[Named object pointing entries]
— START —

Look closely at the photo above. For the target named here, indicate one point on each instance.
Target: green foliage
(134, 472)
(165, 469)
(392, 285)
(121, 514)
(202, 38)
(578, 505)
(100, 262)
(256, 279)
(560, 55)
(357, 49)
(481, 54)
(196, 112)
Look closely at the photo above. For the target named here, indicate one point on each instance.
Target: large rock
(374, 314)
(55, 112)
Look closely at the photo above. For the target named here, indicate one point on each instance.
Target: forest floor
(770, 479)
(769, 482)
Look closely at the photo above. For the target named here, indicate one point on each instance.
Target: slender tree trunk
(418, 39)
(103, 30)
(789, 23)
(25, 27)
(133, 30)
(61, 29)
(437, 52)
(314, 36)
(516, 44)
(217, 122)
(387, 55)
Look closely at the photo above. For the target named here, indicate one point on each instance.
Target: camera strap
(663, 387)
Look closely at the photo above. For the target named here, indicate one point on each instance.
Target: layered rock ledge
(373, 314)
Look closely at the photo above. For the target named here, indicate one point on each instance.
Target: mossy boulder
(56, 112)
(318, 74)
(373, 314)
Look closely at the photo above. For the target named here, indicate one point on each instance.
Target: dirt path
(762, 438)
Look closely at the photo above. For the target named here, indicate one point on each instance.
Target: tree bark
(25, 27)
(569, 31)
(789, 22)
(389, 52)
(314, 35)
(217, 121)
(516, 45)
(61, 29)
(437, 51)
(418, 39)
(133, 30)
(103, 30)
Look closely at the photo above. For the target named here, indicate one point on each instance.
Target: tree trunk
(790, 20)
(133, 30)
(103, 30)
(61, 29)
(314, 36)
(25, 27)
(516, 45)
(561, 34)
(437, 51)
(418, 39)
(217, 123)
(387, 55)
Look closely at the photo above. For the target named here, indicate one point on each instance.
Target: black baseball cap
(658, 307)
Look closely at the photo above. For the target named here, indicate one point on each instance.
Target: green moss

— END —

Work instructions: Reproduce the material above, every line of it, exactly.

Output of the exercise:
Look closely at the photo above. For the target named here, indicate one point on each instance.
Target: green foliage
(134, 472)
(165, 469)
(392, 285)
(121, 514)
(202, 38)
(578, 505)
(100, 262)
(256, 279)
(560, 55)
(357, 49)
(481, 54)
(196, 112)
Look closely at the photo above. For the target named here, indicate one point on each instance.
Target: large rock
(374, 314)
(55, 112)
Look closely at the photo above. For the target named here, indicate one point on each instance.
Target: forest floor
(770, 479)
(769, 482)
Look closely at the photo above. For the target named here, indicate one point on each instance.
Target: slender tree trunk
(418, 39)
(103, 30)
(789, 23)
(25, 27)
(133, 30)
(61, 29)
(437, 52)
(314, 36)
(516, 44)
(217, 122)
(387, 55)
Look closely at the photo above. For the target named here, indicate one point on each instance.
Target: camera strap
(663, 387)
Look closely at the photo above. For the target named here, indicate one point on each instance.
Target: layered rock ledge
(373, 314)
Look closely at the photo above. For the target named here, indicate one point on each instance.
Target: mossy boulder
(56, 112)
(318, 74)
(373, 314)
Look closely at the photo above. For the target named here, indicate one point on each instance.
Target: dirt path
(762, 438)
Look closely at the photo above. For the target named here, indicate one point on each instance.
Target: tree bark
(25, 27)
(569, 31)
(789, 22)
(389, 52)
(314, 35)
(217, 121)
(516, 45)
(61, 29)
(437, 51)
(418, 39)
(133, 30)
(103, 30)
Look closely at the photo above. For the target named here, indicate one point on each instance.
Target: tree trunk
(790, 20)
(133, 30)
(103, 30)
(61, 29)
(314, 36)
(25, 27)
(516, 45)
(561, 34)
(437, 51)
(418, 39)
(217, 123)
(387, 55)
Look closely at the photo above. For the target named here, indicate one point on each instance.
Target: black baseball cap
(658, 307)
Look closely at the photo above. For the target named here, indicate one point on each instance.
Target: green moss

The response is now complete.